* [EXERCISE INSTRUCTIONS]:
Set down exactly the lines in the records below that run from the line with "Question. Mark every instance of the seated" to the line with "Form: x=76 y=96", inclusive, and nothing more.

* [SOURCE MATERIAL]:
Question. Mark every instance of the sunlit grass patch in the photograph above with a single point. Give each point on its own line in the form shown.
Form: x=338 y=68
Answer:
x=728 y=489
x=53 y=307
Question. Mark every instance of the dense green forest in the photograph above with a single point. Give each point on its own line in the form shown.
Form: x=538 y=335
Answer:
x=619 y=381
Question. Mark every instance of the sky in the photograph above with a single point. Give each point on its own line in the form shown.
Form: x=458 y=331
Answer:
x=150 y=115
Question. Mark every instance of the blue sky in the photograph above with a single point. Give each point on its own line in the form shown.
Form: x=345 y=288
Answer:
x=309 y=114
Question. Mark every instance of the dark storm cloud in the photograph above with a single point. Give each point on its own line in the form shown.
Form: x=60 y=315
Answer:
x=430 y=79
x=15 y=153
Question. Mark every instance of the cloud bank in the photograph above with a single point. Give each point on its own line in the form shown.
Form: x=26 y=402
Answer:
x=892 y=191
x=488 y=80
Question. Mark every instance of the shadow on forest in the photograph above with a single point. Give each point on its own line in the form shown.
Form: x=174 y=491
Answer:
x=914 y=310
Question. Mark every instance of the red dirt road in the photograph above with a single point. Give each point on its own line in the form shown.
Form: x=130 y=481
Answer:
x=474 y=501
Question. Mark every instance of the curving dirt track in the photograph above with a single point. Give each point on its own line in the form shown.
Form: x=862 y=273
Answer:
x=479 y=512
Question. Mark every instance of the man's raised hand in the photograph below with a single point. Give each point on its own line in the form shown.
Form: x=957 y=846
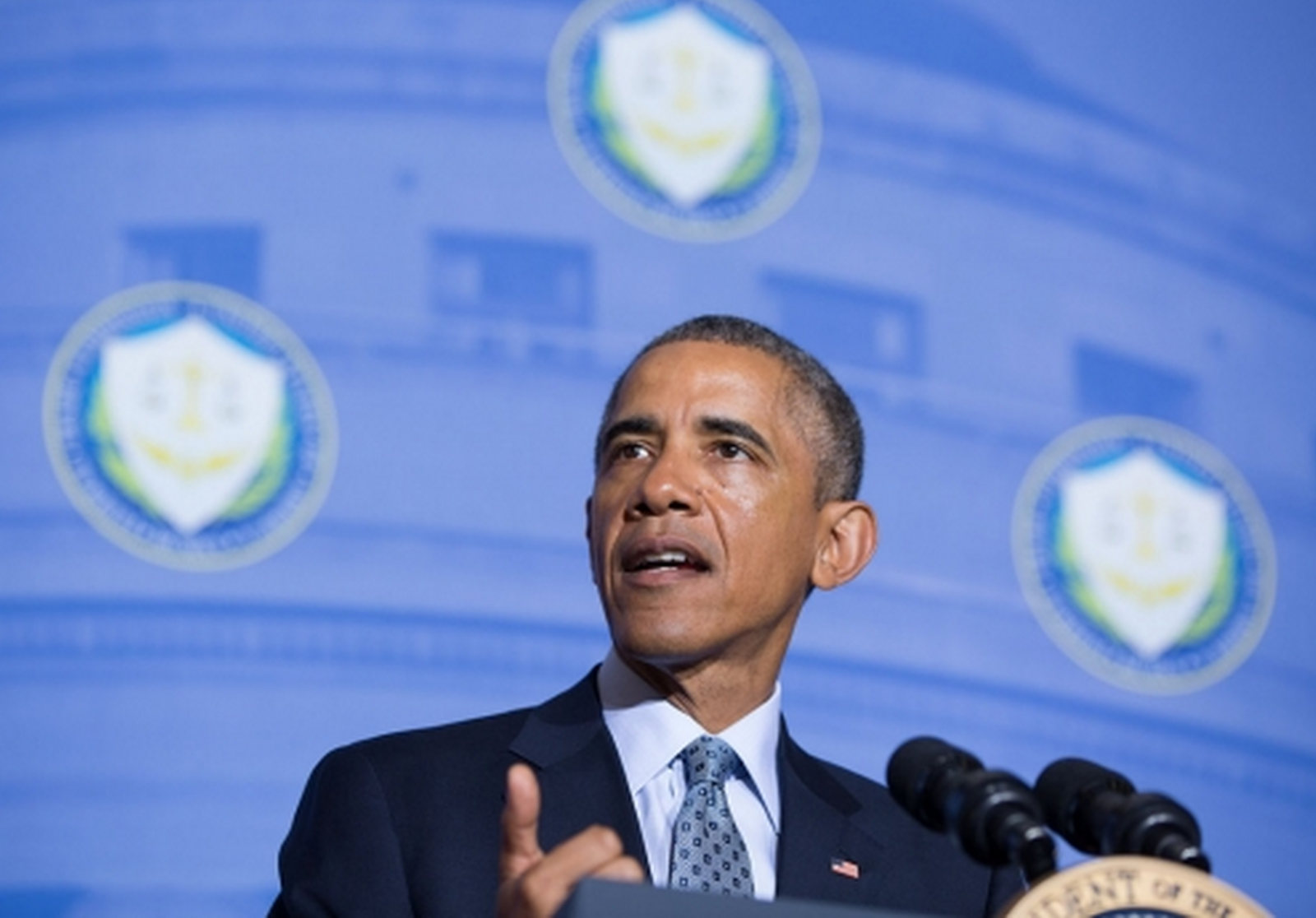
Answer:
x=533 y=883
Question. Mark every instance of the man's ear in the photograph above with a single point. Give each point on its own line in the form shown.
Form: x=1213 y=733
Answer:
x=848 y=536
x=589 y=536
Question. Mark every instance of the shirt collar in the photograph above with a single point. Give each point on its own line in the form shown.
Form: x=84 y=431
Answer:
x=651 y=731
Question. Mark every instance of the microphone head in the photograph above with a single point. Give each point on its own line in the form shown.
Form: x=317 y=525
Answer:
x=918 y=777
x=1077 y=796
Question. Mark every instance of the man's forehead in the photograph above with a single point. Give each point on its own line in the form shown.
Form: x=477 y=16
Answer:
x=706 y=386
x=693 y=369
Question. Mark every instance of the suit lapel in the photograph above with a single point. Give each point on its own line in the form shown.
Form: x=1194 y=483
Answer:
x=581 y=777
x=822 y=854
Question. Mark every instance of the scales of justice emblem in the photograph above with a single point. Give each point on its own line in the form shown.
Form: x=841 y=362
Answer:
x=1144 y=554
x=694 y=120
x=190 y=426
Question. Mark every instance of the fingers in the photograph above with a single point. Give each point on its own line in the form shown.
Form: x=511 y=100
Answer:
x=520 y=823
x=541 y=891
x=536 y=884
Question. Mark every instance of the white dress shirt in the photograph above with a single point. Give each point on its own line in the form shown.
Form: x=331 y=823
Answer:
x=651 y=733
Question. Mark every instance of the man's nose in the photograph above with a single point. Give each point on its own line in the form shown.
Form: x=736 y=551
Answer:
x=669 y=485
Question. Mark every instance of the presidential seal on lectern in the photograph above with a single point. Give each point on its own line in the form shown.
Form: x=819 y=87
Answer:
x=1133 y=887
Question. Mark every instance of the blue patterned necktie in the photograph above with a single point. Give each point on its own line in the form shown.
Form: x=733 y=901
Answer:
x=707 y=850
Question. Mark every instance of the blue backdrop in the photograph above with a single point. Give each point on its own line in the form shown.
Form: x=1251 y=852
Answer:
x=1024 y=216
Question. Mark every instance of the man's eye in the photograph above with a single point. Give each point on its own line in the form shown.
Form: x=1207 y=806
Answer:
x=629 y=452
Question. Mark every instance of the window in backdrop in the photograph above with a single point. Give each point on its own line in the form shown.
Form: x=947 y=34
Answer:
x=224 y=255
x=508 y=278
x=1112 y=383
x=866 y=327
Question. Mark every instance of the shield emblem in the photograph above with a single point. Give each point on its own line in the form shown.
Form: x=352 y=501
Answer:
x=688 y=95
x=1149 y=542
x=194 y=415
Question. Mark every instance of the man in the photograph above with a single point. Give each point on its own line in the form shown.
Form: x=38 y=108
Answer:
x=727 y=471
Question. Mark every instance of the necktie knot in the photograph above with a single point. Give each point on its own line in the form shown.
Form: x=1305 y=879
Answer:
x=708 y=852
x=710 y=759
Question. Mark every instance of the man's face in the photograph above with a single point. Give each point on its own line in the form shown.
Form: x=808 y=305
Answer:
x=703 y=527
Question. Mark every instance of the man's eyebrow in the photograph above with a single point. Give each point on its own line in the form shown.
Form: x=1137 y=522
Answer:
x=732 y=428
x=628 y=426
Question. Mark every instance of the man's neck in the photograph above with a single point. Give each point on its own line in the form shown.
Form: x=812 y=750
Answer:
x=715 y=698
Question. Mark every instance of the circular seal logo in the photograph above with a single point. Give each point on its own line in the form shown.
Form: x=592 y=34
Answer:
x=190 y=426
x=1144 y=554
x=1133 y=887
x=694 y=120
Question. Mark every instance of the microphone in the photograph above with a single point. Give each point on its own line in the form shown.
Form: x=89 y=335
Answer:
x=1099 y=812
x=991 y=814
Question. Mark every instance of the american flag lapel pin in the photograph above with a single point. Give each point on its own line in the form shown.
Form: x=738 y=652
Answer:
x=846 y=869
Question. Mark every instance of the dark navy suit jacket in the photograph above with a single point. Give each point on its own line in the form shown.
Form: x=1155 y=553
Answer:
x=407 y=825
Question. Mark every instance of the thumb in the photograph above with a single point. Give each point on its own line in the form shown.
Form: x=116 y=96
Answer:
x=520 y=823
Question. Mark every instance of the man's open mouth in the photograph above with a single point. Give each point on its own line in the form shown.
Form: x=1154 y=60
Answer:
x=664 y=559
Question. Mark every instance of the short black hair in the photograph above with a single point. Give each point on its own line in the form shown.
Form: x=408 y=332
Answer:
x=832 y=429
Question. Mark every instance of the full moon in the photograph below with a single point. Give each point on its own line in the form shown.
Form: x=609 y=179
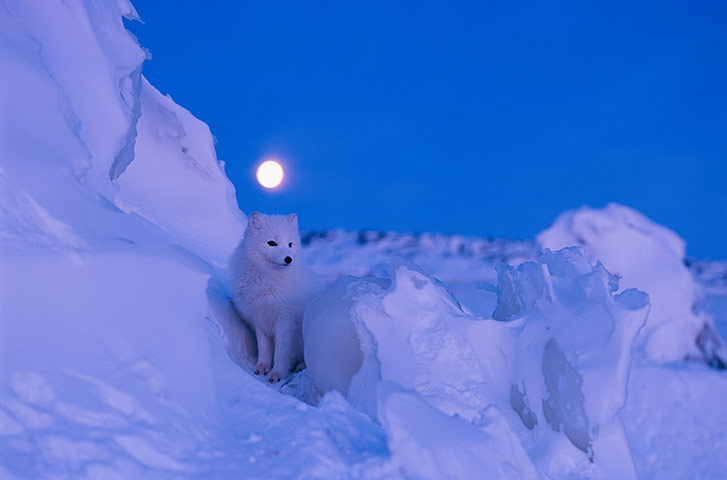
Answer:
x=270 y=174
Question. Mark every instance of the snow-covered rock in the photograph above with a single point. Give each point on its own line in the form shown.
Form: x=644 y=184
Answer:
x=553 y=364
x=649 y=257
x=111 y=360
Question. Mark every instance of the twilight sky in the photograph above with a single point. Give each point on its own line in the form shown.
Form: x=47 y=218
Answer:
x=458 y=117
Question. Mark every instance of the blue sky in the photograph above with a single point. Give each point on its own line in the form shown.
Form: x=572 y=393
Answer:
x=458 y=117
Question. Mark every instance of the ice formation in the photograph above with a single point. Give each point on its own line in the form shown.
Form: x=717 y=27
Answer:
x=650 y=257
x=549 y=370
x=115 y=322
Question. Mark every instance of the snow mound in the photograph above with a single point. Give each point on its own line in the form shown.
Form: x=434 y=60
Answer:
x=195 y=202
x=548 y=374
x=649 y=257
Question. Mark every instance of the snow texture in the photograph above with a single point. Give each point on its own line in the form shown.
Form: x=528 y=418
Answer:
x=650 y=257
x=122 y=357
x=555 y=359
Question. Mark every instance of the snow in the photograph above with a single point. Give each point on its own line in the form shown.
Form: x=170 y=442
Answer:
x=650 y=257
x=556 y=359
x=122 y=357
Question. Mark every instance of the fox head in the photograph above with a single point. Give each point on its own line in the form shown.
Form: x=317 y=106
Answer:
x=273 y=238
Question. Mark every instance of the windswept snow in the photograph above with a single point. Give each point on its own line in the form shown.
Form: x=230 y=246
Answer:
x=556 y=361
x=648 y=256
x=122 y=357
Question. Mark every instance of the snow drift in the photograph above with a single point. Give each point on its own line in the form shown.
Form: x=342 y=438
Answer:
x=115 y=324
x=650 y=257
x=539 y=386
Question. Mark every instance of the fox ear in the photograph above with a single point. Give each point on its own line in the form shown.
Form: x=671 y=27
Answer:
x=256 y=220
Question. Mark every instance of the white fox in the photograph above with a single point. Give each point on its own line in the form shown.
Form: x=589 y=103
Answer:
x=271 y=288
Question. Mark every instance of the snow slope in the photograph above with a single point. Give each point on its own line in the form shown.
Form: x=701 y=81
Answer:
x=121 y=357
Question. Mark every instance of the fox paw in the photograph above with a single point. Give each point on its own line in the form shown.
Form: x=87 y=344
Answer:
x=262 y=368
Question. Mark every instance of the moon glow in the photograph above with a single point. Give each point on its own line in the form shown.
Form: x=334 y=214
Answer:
x=270 y=174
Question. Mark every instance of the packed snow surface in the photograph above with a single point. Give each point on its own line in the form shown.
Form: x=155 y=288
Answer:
x=121 y=355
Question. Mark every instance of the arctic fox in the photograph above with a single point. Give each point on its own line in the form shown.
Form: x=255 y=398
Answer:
x=271 y=288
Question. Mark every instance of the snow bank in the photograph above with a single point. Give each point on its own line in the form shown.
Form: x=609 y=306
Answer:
x=649 y=257
x=111 y=360
x=176 y=182
x=539 y=387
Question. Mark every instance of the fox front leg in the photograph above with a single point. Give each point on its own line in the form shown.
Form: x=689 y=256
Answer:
x=288 y=344
x=264 y=352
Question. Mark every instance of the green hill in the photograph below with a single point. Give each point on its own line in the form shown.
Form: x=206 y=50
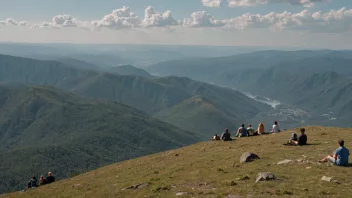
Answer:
x=212 y=169
x=44 y=129
x=155 y=96
x=317 y=82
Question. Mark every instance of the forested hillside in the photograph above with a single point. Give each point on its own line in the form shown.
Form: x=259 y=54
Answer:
x=161 y=97
x=44 y=129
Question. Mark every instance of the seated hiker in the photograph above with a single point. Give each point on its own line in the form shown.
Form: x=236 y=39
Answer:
x=276 y=128
x=294 y=137
x=260 y=129
x=226 y=136
x=50 y=178
x=251 y=131
x=301 y=140
x=340 y=157
x=42 y=180
x=242 y=132
x=32 y=183
x=216 y=137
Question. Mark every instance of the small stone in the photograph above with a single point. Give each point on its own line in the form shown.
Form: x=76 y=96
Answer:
x=137 y=186
x=233 y=183
x=182 y=193
x=325 y=178
x=286 y=161
x=235 y=165
x=246 y=177
x=336 y=182
x=265 y=176
x=248 y=157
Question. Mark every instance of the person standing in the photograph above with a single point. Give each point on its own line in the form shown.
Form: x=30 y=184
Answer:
x=50 y=178
x=276 y=128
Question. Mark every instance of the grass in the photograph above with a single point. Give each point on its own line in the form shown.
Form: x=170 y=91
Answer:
x=212 y=169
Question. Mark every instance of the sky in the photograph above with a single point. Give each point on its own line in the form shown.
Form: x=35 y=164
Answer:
x=280 y=23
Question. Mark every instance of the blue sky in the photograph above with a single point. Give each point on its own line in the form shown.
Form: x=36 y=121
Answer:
x=91 y=9
x=216 y=25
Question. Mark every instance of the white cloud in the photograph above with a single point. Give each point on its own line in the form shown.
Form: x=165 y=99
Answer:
x=305 y=21
x=212 y=3
x=61 y=21
x=248 y=3
x=334 y=20
x=10 y=21
x=202 y=19
x=119 y=19
x=157 y=19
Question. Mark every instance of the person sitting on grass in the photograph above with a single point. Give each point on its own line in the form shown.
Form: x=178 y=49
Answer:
x=42 y=180
x=226 y=136
x=33 y=183
x=242 y=132
x=260 y=129
x=301 y=140
x=340 y=157
x=250 y=130
x=216 y=137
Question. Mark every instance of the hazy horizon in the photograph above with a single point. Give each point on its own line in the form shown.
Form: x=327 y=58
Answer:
x=317 y=24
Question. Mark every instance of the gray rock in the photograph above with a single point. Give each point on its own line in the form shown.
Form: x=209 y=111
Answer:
x=325 y=178
x=265 y=176
x=137 y=186
x=234 y=196
x=286 y=161
x=181 y=193
x=248 y=157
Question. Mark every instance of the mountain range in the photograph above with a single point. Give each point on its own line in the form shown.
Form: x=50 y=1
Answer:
x=318 y=82
x=156 y=96
x=45 y=129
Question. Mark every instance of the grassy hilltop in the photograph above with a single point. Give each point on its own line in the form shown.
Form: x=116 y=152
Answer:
x=212 y=169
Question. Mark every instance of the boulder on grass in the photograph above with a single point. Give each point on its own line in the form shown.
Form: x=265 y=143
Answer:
x=248 y=157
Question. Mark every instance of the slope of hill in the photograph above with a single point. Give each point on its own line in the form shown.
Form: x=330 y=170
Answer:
x=317 y=82
x=217 y=70
x=129 y=70
x=149 y=95
x=320 y=93
x=43 y=129
x=79 y=64
x=212 y=169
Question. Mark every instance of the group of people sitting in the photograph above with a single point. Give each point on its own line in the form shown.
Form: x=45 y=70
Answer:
x=33 y=183
x=339 y=157
x=246 y=132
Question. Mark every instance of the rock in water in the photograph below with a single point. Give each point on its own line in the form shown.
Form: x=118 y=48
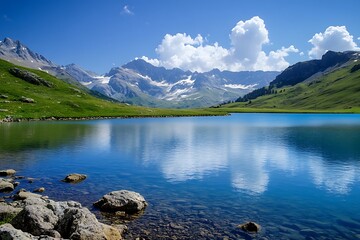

* [TASK ANSWER]:
Question. Mark every instance of the seated hiker in the photograph above with a single point. Give each point on its own line in the form shown.
Form: x=236 y=39
Answer:
x=276 y=128
x=294 y=137
x=260 y=129
x=226 y=136
x=50 y=178
x=251 y=131
x=301 y=140
x=340 y=157
x=42 y=180
x=242 y=132
x=32 y=183
x=216 y=137
Question. Mark every instance of the small stone in the photograph above with a single point. Give each point on its own line in the form shown.
Form: x=76 y=96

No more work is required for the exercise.